● **Excerpt to read**:
——————————

Which brings us full circle back to the Benghazi scandal, because Hillary Clinton steadfastly refused to designate Boko Haram as a terrorist organization when she was Secretary of State, despite years of pleading, just like she ignored all the warnings in Libya before the attack, according to the Daily Beast. In fact, some of the exact same people were ignored by Clinton in both cases:
On Wednesday, Clinton said that the abduction of the girls by Boko Haram was “abominable, it’s criminal, it’s an act of terrorism and it really merits the fullest response possible, first and foremost from the government of Nigeria.” Clinton said that as Secretary of State she had numerous meetings with Nigerian President Goodluck Jonathan and had urged the Nigerian government to do more on counterterrorism.
What Clinton didn’t mention was that her own State Department refused to place Boko Haram on the list of foreign terrorist organizations in 2011, after the group bombed the U.N. headquarters in Abuja. The refusal came despite the urging of the Justice Department, the FBI, the CIA, and over a dozen senators and congressmen.
“The one thing she could have done, the one tool she had at her disposal, she didn’t use. And nobody can say she wasn’t urged to do it. It’s gross hypocrisy,” said a former senior U.S. official who was involved in the debate. “The FBI, the CIA, and the Justice Department really wanted Boko Haram designated, they wanted the authorities that would provide to go after them, and they voiced that repeatedly to elected officials.”
In May 2012, then-Justice Department official Lisa Monaco (now at the White House) wrote to the State Department to urge Clinton to designate Boko Haram as a terrorist organization. The following month, Gen. Carter Ham, the chief of U.S. Africa Command, said that Boko Haram “are likely sharing funds, training, and explosive materials” with al-Qaeda in the Islamic Maghreb. And yet, Hillary Clinton’s State Department still declined to place Boko Haram on its official terrorist roster.

——————————

● **Records provided**:
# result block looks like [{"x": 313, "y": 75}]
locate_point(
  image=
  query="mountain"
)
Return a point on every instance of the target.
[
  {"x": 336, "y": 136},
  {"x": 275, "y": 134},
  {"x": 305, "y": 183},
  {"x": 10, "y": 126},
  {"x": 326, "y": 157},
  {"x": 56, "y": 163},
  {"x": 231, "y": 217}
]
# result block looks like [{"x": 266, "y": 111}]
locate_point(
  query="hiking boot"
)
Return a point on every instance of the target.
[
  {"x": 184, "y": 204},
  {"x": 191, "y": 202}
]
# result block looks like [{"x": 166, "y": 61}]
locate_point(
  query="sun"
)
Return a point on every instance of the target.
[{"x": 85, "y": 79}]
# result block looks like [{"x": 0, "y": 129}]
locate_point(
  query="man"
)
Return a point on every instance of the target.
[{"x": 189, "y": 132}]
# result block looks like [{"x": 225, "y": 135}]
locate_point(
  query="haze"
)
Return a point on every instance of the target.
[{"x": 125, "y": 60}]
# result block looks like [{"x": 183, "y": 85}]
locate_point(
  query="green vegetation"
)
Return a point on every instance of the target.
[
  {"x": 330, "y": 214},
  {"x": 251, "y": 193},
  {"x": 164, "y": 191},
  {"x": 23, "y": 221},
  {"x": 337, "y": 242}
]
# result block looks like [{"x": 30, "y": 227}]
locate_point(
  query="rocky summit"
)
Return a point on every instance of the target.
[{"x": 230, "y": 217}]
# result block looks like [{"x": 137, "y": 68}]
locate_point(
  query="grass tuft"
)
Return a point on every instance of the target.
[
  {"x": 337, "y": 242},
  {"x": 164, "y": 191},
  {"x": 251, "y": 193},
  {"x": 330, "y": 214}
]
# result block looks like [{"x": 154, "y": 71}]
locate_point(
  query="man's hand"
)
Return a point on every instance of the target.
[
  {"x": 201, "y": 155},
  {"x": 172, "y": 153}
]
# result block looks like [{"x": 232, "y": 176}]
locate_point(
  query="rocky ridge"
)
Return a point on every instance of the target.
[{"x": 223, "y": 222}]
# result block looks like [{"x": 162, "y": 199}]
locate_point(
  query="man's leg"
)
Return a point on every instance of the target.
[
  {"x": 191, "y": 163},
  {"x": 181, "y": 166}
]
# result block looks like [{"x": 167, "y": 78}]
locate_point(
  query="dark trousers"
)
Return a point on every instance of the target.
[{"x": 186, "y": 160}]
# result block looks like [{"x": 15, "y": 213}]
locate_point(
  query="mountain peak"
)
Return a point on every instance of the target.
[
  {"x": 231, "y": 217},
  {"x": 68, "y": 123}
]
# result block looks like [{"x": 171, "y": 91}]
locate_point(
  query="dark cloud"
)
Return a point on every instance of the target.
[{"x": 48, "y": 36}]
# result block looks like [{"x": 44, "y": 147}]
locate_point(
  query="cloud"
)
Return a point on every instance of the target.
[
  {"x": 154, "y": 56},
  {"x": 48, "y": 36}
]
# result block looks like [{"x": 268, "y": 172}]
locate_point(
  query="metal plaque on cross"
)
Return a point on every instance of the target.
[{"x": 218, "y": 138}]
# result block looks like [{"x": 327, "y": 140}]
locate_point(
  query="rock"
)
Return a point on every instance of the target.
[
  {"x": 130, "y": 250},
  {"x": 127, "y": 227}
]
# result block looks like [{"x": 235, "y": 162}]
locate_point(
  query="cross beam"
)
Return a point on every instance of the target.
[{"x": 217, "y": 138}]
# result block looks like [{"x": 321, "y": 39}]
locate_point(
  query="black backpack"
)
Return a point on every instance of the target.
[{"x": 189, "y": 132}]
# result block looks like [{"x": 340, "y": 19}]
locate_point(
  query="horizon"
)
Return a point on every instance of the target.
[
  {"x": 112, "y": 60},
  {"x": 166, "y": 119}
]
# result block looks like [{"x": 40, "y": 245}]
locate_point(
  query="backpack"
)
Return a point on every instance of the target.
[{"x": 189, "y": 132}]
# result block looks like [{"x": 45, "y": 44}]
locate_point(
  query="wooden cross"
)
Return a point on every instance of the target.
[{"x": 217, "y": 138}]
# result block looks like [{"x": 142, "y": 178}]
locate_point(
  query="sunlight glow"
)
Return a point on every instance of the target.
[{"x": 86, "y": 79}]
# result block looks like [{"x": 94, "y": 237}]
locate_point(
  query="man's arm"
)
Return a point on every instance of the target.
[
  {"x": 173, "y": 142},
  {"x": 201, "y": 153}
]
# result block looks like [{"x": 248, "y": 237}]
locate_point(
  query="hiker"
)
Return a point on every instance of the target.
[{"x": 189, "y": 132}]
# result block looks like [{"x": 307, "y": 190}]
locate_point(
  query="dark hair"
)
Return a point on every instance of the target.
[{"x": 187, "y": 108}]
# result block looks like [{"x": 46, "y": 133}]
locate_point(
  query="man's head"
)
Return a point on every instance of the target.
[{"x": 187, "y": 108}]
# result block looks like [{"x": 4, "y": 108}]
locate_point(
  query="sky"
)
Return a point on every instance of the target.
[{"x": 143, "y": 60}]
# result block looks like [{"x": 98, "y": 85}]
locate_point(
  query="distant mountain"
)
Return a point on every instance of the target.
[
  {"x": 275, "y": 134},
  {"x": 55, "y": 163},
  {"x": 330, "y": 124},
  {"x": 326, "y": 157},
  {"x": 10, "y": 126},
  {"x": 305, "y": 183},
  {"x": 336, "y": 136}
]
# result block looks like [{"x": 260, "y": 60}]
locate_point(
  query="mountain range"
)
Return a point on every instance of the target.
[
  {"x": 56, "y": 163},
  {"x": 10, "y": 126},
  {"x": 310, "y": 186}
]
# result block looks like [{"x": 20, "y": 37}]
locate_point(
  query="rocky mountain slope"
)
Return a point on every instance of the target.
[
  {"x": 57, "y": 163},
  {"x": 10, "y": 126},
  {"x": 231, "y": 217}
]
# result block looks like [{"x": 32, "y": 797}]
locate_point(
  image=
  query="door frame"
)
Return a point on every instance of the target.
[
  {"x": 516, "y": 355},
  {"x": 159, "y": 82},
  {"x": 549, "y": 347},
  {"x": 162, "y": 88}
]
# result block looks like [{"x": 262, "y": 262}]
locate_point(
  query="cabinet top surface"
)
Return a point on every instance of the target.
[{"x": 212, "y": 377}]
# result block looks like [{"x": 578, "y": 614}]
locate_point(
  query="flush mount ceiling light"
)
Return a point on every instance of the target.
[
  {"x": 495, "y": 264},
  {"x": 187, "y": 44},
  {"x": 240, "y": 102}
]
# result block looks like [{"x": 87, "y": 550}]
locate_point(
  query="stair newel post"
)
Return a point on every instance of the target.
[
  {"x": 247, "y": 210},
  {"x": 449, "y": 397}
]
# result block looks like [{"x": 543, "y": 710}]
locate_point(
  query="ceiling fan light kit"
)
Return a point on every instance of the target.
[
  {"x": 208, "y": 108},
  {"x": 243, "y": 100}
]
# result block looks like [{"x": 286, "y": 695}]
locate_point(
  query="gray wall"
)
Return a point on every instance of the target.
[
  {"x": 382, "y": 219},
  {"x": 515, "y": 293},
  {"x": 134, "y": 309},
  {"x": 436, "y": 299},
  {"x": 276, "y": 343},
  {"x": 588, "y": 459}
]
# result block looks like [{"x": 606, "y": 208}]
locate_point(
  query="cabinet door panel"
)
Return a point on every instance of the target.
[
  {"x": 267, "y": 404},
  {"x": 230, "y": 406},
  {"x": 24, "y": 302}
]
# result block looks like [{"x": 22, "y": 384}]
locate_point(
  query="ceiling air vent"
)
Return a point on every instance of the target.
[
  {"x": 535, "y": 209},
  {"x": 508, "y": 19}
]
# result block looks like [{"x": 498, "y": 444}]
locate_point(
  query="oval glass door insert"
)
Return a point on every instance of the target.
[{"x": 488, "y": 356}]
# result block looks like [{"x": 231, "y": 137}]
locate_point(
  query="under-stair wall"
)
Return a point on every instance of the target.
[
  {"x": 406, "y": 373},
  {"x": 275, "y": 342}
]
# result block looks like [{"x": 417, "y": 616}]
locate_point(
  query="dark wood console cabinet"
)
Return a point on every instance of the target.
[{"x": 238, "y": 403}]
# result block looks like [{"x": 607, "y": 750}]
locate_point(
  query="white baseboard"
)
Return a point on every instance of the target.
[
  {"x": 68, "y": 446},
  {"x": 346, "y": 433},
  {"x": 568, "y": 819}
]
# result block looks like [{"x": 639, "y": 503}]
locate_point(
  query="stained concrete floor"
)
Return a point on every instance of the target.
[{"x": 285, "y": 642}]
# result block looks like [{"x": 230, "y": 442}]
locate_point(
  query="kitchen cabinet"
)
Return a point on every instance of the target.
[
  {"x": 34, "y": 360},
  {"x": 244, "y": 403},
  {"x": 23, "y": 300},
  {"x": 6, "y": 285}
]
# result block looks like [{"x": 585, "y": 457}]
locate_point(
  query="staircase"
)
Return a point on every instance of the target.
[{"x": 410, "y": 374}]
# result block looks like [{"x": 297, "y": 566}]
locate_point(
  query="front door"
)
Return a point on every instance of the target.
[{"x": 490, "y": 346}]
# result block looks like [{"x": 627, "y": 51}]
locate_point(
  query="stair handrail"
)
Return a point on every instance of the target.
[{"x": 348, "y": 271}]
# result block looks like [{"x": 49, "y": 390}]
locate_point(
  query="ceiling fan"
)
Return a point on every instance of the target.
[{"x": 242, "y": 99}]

——————————

● **Required work**: Please copy out, word for word, the part of the passage on Clinton and Boko Haram starting with "What Clinton didn’t" and going on through "senators and congressmen.".

● **Solution for this task**:
What Clinton didn’t mention was that her own State Department refused to place Boko Haram on the list of foreign terrorist organizations in 2011, after the group bombed the U.N. headquarters in Abuja. The refusal came despite the urging of the Justice Department, the FBI, the CIA, and over a dozen senators and congressmen.